▶ _SUPPLIED TEXT_

Re: Triggers based on size

2018-01-10 Thread Robert Bradshaw

Unfortunately, the metadata driven trigger is still just an idea, not
yet implemented.

A good introduction to state and timers can be found at
https://beam.apache.org/blog/2017/08/28/timely-processing.html

On Wed, Jan 10, 2018 at 1:08 AM, Carlos Alonso  wrote:
> Hi Robert, Kenneth.
>
> Thanks a lot to both of you for your responses!!
>
> Kenneth, unfortunately I'm not sure we're experienced enough with Apache
> Beam to get anywhere close to your suggestion, but thanks anyway!!
>
> Robert, your suggestion sounds great to me, could you please provide any
> example on how to use that 'metadata driven' trigger?
>
> Thanks!
>
> On Tue, Jan 9, 2018 at 9:11 PM Kenneth Knowles  wrote:
>>
>> Often, when you need or want more control than triggers provide, such as
>> input-type-specific logic like yours, you can use state and timers in ParDo
>> to control when to output. You lose any potential optimizations of Combine
>> based on associativity/commutativity and assume the burden of making sure
>> your output is sensible, but dropping to low-level stateful computation may
>> be your best bet.
>>
>> Kenn
>>
>> On Tue, Jan 9, 2018 at 11:59 AM, Robert Bradshaw 
>> wrote:
>>>
>>> We've tossed around the idea of "metadata-driven" triggers which would
>>> essentially let you provide a mapping element -> metadata and a
>>> monotonic CombineFn metadata* -> bool that would allow for this (the
>>> AfterCount being a special case of this, with the mapping fn being _
>>> -> 1, and the CombineFn being sum(...) >= N, for size one would
>>> provide a (perhaps approximate) sizing mapping fn).
>>>
>>> Note, however, that there's no guarantee that the trigger fire as soon
>>> as possible; due to runtime characteristics a significant amount of
>>> data may be buffered (or come in at once) before the trigger is
>>> queried. One possibility would be to follow your triggering with a
>>> DoFn that breaks up large value streams into multiple manageable sized
>>> ones as needed.
>>>
>>> On Tue, Jan 9, 2018 at 11:43 AM, Carlos Alonso 
>>> wrote:
>>> > Hi everyone!!
>>> >
>>> > I was wondering if there is an option to trigger window panes based on
>>> > the
>>> > size of the pane itself (rather than the number of elements).
>>> >
>>> > To provide a little bit more of context we're backing up a PubSub topic
>>> > into
>>> > GCS with the "special" feature that, depending on the "type" of the
>>> > message,
>>> > the GCS destination is one or another.

▶ _WHAT THIS EXERCISE ASKS_
1 - Answer these about the Beam thread, marking each answer to match:
(a) Which URL does Robert Bradshaw give as a good introduction to state and timers?
(b) According to Kenneth Knowles, which potential optimizations do you lose by using state and timers in ParDo?
(c) Into what is the PubSub topic being backed up?
2 - Please recast the rows in Block 1 as a numbered list, leaving out blank lines and the picture.
The Beam thread above and the rows that follow are separate material.

▶ _DATA SUPPLIED_

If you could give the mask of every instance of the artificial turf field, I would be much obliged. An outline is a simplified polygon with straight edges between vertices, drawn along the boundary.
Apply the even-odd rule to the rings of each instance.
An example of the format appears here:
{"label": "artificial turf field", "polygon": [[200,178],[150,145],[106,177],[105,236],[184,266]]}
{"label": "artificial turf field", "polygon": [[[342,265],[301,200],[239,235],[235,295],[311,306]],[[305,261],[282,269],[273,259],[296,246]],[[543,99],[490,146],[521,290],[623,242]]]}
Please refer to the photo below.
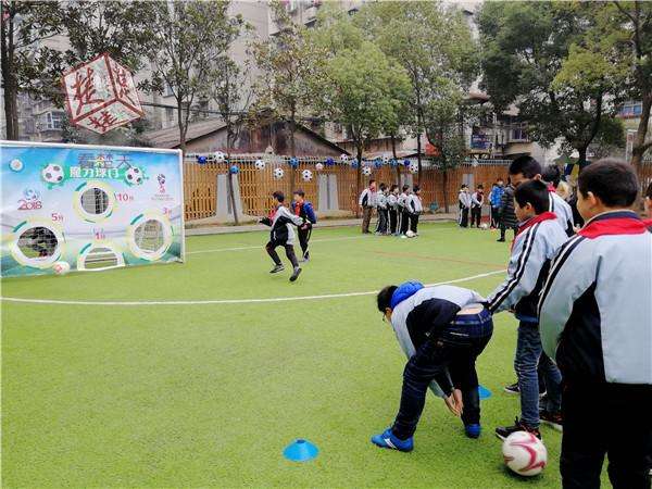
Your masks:
{"label": "artificial turf field", "polygon": [[[492,434],[518,413],[502,390],[507,313],[478,362],[493,393],[478,440],[428,393],[412,453],[369,442],[393,419],[405,359],[375,297],[347,294],[474,276],[457,285],[488,293],[509,244],[451,223],[359,233],[316,229],[296,284],[289,266],[267,273],[264,233],[189,237],[185,264],[4,279],[4,298],[113,303],[2,302],[2,486],[560,487],[560,434],[542,427],[549,467],[530,479],[504,468]],[[218,302],[304,296],[335,297]],[[318,457],[285,460],[294,438]]]}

▶ _SOLUTIONS TO THE TASKS_
1 -
(a) https://beam.apache.org/blog/2017/08/28/timely-processing.html
(b) Optimizations of Combine based on associativity/commutativity.
(c) GCS.

2 -
1. If you could give the mask of every instance of the artificial turf field, I would be much obliged. An outline is a simplified polygon with straight edges between vertices, drawn along the boundary.
2. Apply the even-odd rule to the rings of each instance.
3. An example of the format appears here:
4. {"label": "artificial turf field", "polygon": [[200,178],[150,145],[106,177],[105,236],[184,266]]}
5. {"label": "artificial turf field", "polygon": [[[342,265],[301,200],[239,235],[235,295],[311,306]],[[305,261],[282,269],[273,259],[296,246]],[[543,99],[490,146],[521,290],[623,242]]]}
6. Please refer to the photo below.
7. Your masks:
8. {"label": "artificial turf field", "polygon": [[[492,434],[518,413],[502,390],[507,313],[478,362],[493,393],[478,440],[428,393],[412,453],[369,442],[393,419],[405,359],[375,297],[347,294],[474,276],[457,285],[488,293],[509,244],[451,223],[359,233],[316,229],[296,284],[289,266],[267,273],[264,233],[189,237],[185,264],[4,279],[4,298],[113,303],[2,302],[2,486],[560,487],[560,434],[542,427],[549,467],[530,479],[504,468]],[[218,302],[304,296],[335,297]],[[318,457],[285,460],[294,438]]]}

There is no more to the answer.